Please edit the passage on the Anchorage mayor's COVID-19 exposure from "Young, the mayor’s" up to and including "according to Young.", replacing "spokesman" with "spokesperson".
*** Opening TEXT SEGMENT ***
Young, the mayor’s spokesman, said that even though Bronson had been close to Demboski and Bergt during Thursday’s meeting, he and all other members of the administration received negative results on Friday after taking rapid tests. The mayor will remain quarantined at home, monitor himself for symptoms and submit to further testing before resuming in-person activities, according to Young.
“Protocol means go home, get tested, then stay away for however many days,” Young said.
Bronson has said publicly that he had a mild case of COVID-19 last November, with long-term health effects, and wasn’t planning to get the vaccine. He’s also spoken out against vaccine mandates, including those at Anchorage hospitals.
The new COVID-19 cases and potential virus exposure are “an inevitable outcome of the policy choices that the administration has made,” said Assembly member Forest Dunbar, who narrowly lost to Bronson in this year’s mayoral election and has been increasingly critical of the administration’s response to the ongoing public health crisis.
*** Closing TEXT SEGMENT ***
*** Opening DATA FOR ANALYSIS ***
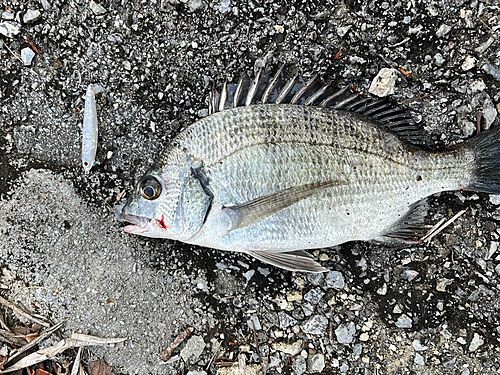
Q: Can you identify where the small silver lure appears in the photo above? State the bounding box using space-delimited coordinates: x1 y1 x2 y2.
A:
82 84 98 173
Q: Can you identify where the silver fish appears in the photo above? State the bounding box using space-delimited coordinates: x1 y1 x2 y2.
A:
117 70 500 272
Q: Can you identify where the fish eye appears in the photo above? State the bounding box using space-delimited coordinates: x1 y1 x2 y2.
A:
139 177 161 200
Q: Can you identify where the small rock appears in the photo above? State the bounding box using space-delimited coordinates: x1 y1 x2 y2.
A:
470 79 486 93
21 47 35 66
187 0 205 12
469 333 484 352
181 336 206 363
368 68 398 97
325 271 345 290
308 353 325 374
23 9 42 23
335 322 356 344
396 314 412 328
2 11 14 21
0 21 21 38
292 355 307 375
436 23 451 38
462 55 476 72
337 25 352 38
436 278 453 292
272 340 303 357
302 315 328 335
412 340 429 352
377 283 387 296
89 0 106 16
415 353 425 366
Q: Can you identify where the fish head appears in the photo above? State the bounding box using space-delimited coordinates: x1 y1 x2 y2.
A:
116 154 211 241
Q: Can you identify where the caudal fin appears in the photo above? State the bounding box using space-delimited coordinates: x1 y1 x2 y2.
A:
467 126 500 194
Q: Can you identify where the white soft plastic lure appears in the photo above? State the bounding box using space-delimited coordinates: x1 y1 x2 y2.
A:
82 84 98 173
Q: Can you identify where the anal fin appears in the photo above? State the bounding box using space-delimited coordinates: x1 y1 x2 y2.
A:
375 198 429 243
247 250 328 272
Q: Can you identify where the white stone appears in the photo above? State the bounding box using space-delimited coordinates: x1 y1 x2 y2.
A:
368 68 398 97
21 47 35 66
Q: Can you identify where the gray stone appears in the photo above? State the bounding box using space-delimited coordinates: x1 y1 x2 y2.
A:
181 336 206 363
292 355 307 375
0 21 21 38
23 9 42 23
335 322 356 344
308 353 325 373
21 47 35 66
89 0 107 16
325 271 345 290
302 315 328 335
368 68 399 97
396 314 412 328
278 311 298 328
469 333 484 352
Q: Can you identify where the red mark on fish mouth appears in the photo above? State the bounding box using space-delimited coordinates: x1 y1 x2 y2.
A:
156 215 170 230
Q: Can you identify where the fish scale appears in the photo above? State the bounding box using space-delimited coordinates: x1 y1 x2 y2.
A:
119 70 500 272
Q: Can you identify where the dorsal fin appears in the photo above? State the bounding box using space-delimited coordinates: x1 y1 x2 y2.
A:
209 66 434 148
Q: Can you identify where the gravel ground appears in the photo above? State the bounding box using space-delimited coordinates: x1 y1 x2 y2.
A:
0 0 500 375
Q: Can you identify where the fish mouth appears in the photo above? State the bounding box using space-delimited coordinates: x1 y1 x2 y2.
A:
116 206 151 233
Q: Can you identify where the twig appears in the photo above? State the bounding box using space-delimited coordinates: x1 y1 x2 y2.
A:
161 327 194 362
403 87 443 104
3 43 24 65
0 297 50 328
425 208 467 242
419 217 446 242
205 341 222 371
7 320 66 363
252 319 264 365
476 111 483 134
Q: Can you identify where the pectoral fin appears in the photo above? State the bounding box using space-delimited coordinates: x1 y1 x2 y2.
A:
222 180 343 232
248 250 328 272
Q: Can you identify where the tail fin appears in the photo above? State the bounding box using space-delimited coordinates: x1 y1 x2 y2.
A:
468 126 500 194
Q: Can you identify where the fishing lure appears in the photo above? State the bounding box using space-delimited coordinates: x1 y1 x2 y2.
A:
82 84 98 173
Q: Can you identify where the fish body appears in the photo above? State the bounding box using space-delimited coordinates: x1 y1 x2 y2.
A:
119 70 500 271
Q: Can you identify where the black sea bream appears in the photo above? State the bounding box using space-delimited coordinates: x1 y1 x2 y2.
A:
118 70 500 272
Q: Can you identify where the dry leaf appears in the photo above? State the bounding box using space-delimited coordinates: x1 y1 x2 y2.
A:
89 359 115 375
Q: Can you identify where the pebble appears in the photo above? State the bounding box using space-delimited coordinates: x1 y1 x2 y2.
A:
462 55 477 72
181 336 206 363
368 68 398 97
0 21 21 38
490 194 500 206
301 315 328 335
309 353 325 374
470 79 486 93
325 271 345 290
21 47 35 66
272 340 304 357
436 278 453 292
23 9 42 23
335 322 356 344
2 11 14 21
469 333 484 352
292 355 307 375
396 314 412 328
415 353 425 366
436 23 451 38
89 0 106 16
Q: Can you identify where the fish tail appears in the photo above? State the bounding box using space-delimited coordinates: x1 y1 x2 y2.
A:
467 126 500 194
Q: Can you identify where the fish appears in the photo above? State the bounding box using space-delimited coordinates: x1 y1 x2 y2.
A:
82 84 98 173
117 68 500 272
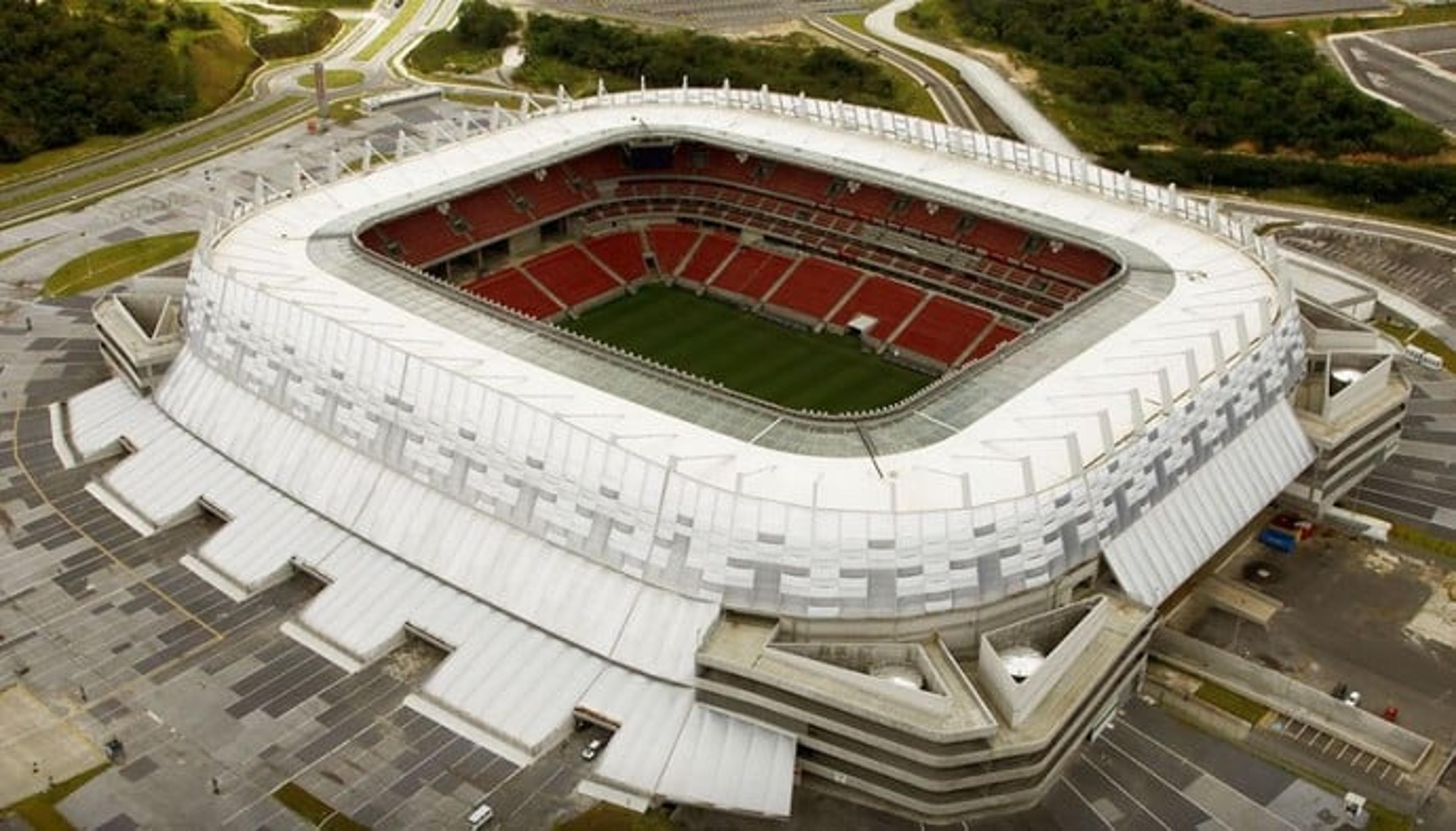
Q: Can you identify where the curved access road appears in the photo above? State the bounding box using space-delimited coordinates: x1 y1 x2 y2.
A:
865 0 1082 158
0 0 460 229
808 16 984 132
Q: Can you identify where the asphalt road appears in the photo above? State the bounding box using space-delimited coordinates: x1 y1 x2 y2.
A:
1329 35 1456 131
808 17 983 130
0 0 459 229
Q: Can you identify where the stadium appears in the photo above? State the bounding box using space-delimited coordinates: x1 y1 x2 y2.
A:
51 87 1313 821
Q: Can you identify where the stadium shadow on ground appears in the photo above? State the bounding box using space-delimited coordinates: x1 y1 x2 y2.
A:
560 285 935 413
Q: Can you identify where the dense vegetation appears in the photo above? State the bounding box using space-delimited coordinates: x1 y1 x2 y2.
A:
454 0 521 50
915 0 1444 157
521 14 897 106
0 0 201 161
250 12 342 61
1102 149 1456 224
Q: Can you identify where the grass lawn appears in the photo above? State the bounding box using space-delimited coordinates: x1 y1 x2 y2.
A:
0 764 109 831
562 285 933 412
297 70 364 90
274 781 366 831
41 231 196 297
405 29 505 73
1194 681 1269 725
555 802 673 831
0 237 51 262
357 0 425 61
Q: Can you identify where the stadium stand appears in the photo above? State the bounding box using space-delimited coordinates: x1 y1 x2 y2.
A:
699 246 794 300
677 231 738 282
1025 241 1112 285
359 144 1114 365
832 276 924 339
830 182 896 220
521 245 622 306
961 323 1021 364
450 186 532 243
581 230 646 282
377 207 466 265
764 165 833 205
965 217 1028 257
894 295 993 367
674 144 759 186
766 256 859 319
646 226 703 275
507 166 596 220
460 268 562 320
562 147 628 189
897 199 962 240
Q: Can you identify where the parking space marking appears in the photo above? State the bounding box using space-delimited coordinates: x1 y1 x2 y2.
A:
1102 734 1233 831
1061 776 1112 829
1117 719 1297 829
1082 754 1174 831
10 409 223 642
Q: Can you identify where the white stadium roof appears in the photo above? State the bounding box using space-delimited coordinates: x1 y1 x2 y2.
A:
57 89 1309 815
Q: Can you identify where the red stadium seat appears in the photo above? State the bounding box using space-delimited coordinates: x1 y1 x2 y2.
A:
964 323 1021 364
1025 241 1112 285
646 226 703 275
521 246 622 306
965 217 1026 259
378 207 469 265
678 231 738 282
507 167 590 220
712 248 794 300
832 276 924 340
581 231 646 282
460 268 560 320
894 295 995 365
450 186 533 241
766 256 859 319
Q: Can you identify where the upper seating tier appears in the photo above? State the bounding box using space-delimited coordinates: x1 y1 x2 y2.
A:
521 245 622 306
581 230 646 282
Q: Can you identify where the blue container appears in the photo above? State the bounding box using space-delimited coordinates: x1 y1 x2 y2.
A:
1260 528 1296 555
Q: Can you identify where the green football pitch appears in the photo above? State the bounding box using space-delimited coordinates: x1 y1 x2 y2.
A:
560 285 933 412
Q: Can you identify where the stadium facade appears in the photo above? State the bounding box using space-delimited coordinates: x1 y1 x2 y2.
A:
52 89 1313 821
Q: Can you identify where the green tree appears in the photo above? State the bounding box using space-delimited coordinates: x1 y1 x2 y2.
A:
456 0 521 50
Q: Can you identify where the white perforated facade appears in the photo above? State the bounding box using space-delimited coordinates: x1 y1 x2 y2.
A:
56 90 1309 814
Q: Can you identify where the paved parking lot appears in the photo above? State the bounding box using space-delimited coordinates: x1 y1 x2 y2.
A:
0 304 587 829
1328 25 1456 131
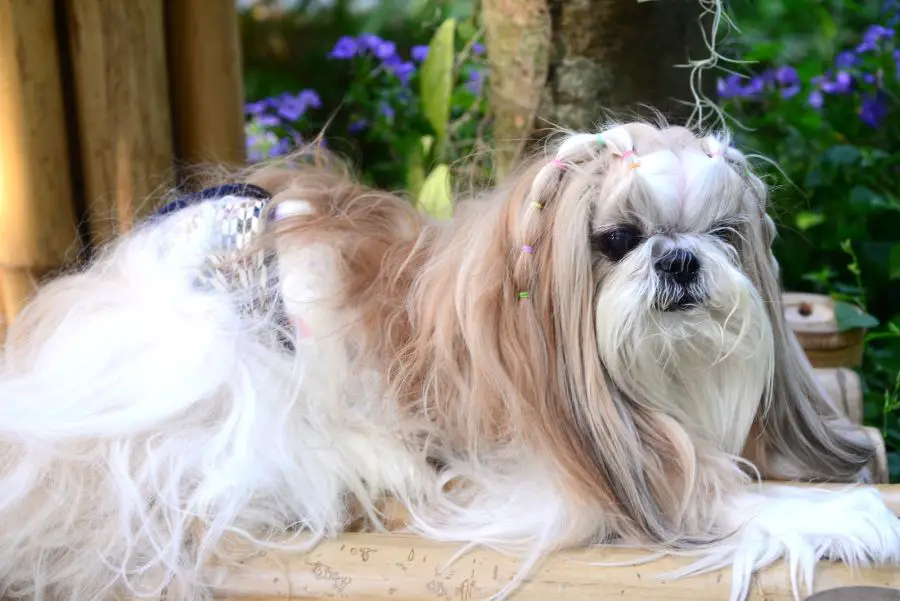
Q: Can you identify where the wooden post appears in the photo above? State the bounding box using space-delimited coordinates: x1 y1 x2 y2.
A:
166 0 246 183
0 0 80 328
783 292 865 367
66 0 176 245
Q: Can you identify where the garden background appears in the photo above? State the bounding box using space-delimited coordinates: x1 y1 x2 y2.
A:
239 0 900 481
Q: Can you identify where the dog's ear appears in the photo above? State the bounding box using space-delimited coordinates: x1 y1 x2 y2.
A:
744 214 875 481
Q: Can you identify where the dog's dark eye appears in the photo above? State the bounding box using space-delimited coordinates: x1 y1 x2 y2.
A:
591 226 644 261
709 226 741 248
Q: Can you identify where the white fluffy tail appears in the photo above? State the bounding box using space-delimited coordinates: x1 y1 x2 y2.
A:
664 485 900 601
0 207 400 601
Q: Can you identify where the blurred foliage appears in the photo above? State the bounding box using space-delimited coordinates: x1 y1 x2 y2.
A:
719 0 900 480
241 0 490 196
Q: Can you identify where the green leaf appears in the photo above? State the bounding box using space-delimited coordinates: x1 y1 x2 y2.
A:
419 163 453 219
794 211 825 232
834 301 879 332
825 144 861 165
419 19 456 150
888 244 900 280
406 136 434 196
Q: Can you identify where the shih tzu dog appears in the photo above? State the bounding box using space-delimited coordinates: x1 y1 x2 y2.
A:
0 123 900 601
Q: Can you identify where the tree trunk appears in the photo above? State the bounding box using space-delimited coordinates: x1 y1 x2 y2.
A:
483 0 715 173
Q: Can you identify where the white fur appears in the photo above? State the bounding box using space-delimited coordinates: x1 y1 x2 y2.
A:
0 128 900 601
0 198 423 601
662 486 900 601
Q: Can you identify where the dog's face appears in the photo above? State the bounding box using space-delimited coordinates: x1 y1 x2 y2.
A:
520 124 774 453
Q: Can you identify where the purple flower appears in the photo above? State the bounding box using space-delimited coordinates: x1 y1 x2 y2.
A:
278 99 306 121
269 138 291 158
806 90 825 109
781 83 800 99
347 119 368 134
357 33 382 52
856 25 894 52
466 69 484 94
834 50 859 69
822 71 853 94
775 66 800 86
328 35 359 60
410 46 428 63
741 76 766 98
717 73 744 98
859 94 887 127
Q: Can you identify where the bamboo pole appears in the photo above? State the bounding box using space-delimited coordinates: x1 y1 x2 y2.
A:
166 0 246 182
0 0 80 320
66 0 175 246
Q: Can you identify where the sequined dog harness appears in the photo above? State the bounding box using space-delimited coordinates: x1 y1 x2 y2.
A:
156 184 293 350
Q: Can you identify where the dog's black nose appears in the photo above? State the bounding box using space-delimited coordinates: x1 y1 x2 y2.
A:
655 248 700 286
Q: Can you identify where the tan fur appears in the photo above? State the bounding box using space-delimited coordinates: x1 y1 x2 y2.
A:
239 125 871 546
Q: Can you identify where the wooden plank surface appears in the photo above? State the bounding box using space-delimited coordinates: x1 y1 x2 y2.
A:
66 0 173 245
0 0 80 318
210 486 900 601
166 0 246 178
204 534 900 601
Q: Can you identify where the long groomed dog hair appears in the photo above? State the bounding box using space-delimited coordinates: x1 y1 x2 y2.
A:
0 123 900 601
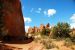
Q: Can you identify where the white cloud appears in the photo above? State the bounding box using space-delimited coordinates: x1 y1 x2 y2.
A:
25 26 30 32
43 11 47 15
70 14 75 22
47 9 56 17
70 14 75 28
38 8 42 11
24 17 32 23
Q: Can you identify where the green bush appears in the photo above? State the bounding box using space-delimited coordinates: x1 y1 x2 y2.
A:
52 22 70 38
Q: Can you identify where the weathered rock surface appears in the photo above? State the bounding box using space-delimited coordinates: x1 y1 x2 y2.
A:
0 0 25 36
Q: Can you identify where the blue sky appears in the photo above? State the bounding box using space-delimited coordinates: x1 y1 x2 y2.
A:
21 0 75 30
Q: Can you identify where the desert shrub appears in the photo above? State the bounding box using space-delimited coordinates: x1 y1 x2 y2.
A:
52 22 70 38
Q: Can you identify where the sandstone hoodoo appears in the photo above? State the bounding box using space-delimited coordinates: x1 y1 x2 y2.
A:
0 0 32 41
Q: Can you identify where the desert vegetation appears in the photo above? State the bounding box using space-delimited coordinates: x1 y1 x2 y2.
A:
29 22 75 50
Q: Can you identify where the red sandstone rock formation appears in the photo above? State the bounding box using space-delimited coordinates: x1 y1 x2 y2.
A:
0 0 25 36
*** Closing DATA FOR ANALYSIS ***
[RESULT OF THIS TASK]:
Young, the mayor’s spokesperson, said that even though Bronson had been close to Demboski and Bergt during Thursday’s meeting, he and all other members of the administration received negative results on Friday after taking rapid tests. The mayor will remain quarantined at home, monitor himself for symptoms and submit to further testing before resuming in-person activities, according to Young.